WHAT YOU HAVE TO DO
Output the entries word for word. Omit images.
EXTRACTED INFORMATION below:
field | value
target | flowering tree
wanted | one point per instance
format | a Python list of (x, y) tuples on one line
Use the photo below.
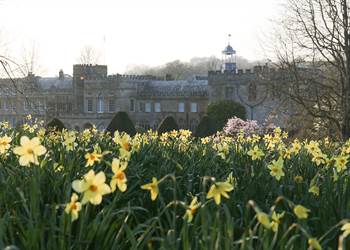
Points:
[(236, 125)]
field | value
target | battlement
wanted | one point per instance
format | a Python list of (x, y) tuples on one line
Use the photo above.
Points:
[(132, 77), (89, 71), (254, 70)]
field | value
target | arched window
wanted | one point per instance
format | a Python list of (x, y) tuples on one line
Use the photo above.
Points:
[(252, 92), (100, 106), (193, 124)]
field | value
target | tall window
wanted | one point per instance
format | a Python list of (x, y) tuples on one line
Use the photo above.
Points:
[(193, 107), (132, 105), (229, 92), (89, 105), (141, 107), (14, 105), (100, 107), (6, 104), (111, 105), (181, 107), (157, 107), (148, 107)]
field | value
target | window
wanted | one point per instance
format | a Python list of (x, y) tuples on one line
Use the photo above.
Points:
[(157, 107), (193, 107), (132, 105), (141, 107), (229, 92), (41, 105), (6, 104), (100, 107), (148, 107), (111, 105), (181, 107), (14, 105), (89, 105)]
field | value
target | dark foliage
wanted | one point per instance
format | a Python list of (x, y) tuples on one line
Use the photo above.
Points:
[(221, 111), (167, 125), (122, 123)]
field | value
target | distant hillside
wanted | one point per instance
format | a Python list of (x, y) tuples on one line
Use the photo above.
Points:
[(184, 70)]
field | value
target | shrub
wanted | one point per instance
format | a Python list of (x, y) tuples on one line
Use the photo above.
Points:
[(206, 127), (221, 111), (167, 125), (121, 123), (55, 124), (236, 125)]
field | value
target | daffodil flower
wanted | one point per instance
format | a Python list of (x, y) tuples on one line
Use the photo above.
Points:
[(29, 150), (119, 179), (256, 153), (73, 207), (93, 157), (153, 188), (92, 186), (5, 143), (219, 189), (301, 212), (276, 168), (191, 209)]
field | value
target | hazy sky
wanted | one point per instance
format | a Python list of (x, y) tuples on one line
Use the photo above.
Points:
[(150, 32)]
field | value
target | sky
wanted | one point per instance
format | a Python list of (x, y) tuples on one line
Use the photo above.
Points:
[(133, 32)]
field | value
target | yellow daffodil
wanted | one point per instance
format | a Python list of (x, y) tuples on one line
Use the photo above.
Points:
[(301, 212), (287, 154), (231, 179), (92, 186), (263, 219), (312, 147), (314, 190), (314, 244), (296, 146), (191, 209), (340, 162), (276, 168), (91, 158), (346, 229), (5, 143), (218, 189), (152, 187), (256, 153), (29, 150), (73, 207), (69, 141), (298, 179), (119, 179), (319, 158), (276, 220)]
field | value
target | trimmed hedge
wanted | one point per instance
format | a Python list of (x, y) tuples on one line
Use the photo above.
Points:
[(121, 123), (221, 111), (55, 124), (206, 127), (167, 125)]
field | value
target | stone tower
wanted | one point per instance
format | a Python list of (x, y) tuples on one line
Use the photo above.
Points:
[(82, 73)]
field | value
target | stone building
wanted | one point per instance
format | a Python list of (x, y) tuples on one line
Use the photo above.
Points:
[(92, 97)]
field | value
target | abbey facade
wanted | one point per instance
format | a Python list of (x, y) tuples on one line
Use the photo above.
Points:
[(92, 97)]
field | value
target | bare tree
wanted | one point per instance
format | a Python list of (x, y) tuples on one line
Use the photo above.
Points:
[(314, 56), (89, 55)]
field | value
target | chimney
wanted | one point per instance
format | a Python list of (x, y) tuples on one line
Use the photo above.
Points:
End of EXTRACTED INFORMATION.
RESULT OF THE EXERCISE
field | value
target | flowering tree
wanted | one point per instance
format | a Python list of (x, y) tuples on one line
Use the photo below.
Points:
[(236, 125)]
field | value
target | battlement
wanted | one point per instance
format | a Python list of (x, y) tuples on one line
Use the photo above.
Points:
[(132, 77), (89, 71), (254, 70)]
field | value
target | arched window
wanted | one point per instance
format | a Python list of (x, y) tuples on one line
Use the photo above.
Points:
[(252, 92), (100, 106), (193, 124)]
field | value
target | tall window
wanted | one point per instance
format | a Python list of (x, y) tuples on one line
Use the photo above.
Points:
[(193, 107), (132, 105), (229, 92), (89, 105), (141, 107), (14, 105), (100, 107), (6, 104), (111, 105), (181, 107), (157, 107), (148, 107)]
field | value
target | window
wanted | one point per instance
format | a Python list of (x, y) tuples on one line
Use the photo above.
Points:
[(157, 107), (193, 107), (132, 105), (141, 107), (229, 92), (41, 105), (6, 104), (100, 107), (148, 107), (111, 105), (181, 107), (14, 105), (89, 105)]
field | value
target | dark foliage
wanted | one point per instance
format | a Python list of (x, y) tuples on one line
Use the photo above.
Points:
[(221, 111), (167, 125), (122, 123)]
field | value
target | distant hillside
wanted | one point per instance
format | a Python list of (x, y) tuples on one line
Use the photo above.
Points:
[(184, 70)]
field | value
target | shrub
wanted | one point per instance
format | a Python list of (x, y) tuples on one line
Use the photo above.
Points:
[(206, 127), (221, 111), (167, 125), (121, 123), (55, 124), (236, 125)]
field | value
target | daffodil flower
wanted | one point per instance
format | a Python list of (x, y) tuples on one line
Use the photo above.
Points:
[(29, 150), (119, 179), (256, 153), (73, 207), (93, 157), (153, 188), (92, 186), (5, 143), (219, 189), (301, 212), (276, 168), (191, 209)]
field | value
target | hazy sky
wanted | one point per instance
format | a Python list of (x, y) tuples on one line
Use the photo above.
Points:
[(150, 32)]
field | value
target | sky
wanted | one point per instance
format | a Python list of (x, y) tuples on one line
Use the photo above.
Points:
[(133, 32)]
field | value
target | yellow daffodil
wanted | one point per instance
format | a Python list of (x, y) tuples on one line
Use the photo above.
Points:
[(301, 212), (287, 154), (231, 179), (92, 186), (263, 219), (312, 147), (314, 190), (314, 244), (296, 146), (191, 209), (340, 162), (276, 168), (91, 158), (346, 229), (5, 143), (218, 189), (152, 187), (256, 153), (29, 150), (73, 207), (69, 141), (298, 179), (119, 179), (319, 158), (276, 220)]
field | value
target | trimmed hedge
wanted | one point per instance
format | a Python list of (x, y) tuples on one line
Use the photo above.
Points:
[(121, 123), (221, 111), (55, 124), (206, 127), (167, 125)]
field | value
target | stone tower
wanted | one point per instance
format | a Python list of (x, y) tuples on one line
Use the photo above.
Points:
[(82, 73)]
field | value
target | stone building
wanted | one point per instance
format | a Python list of (x, y) tuples on one line
Use the photo above.
Points:
[(92, 97)]
field | value
target | abbey facade
wanted | one point per instance
format | a Python list of (x, y) tuples on one line
Use the photo above.
Points:
[(92, 97)]
field | value
target | bare tree
wanted | one point per instance
format | a Python list of (x, y) tuples on one line
Use the photo above.
Points:
[(314, 56), (89, 55)]
field | value
target | chimney
wanted | one point per instance
format | a Python list of (x, y) tuples on one line
Use the photo above.
Points:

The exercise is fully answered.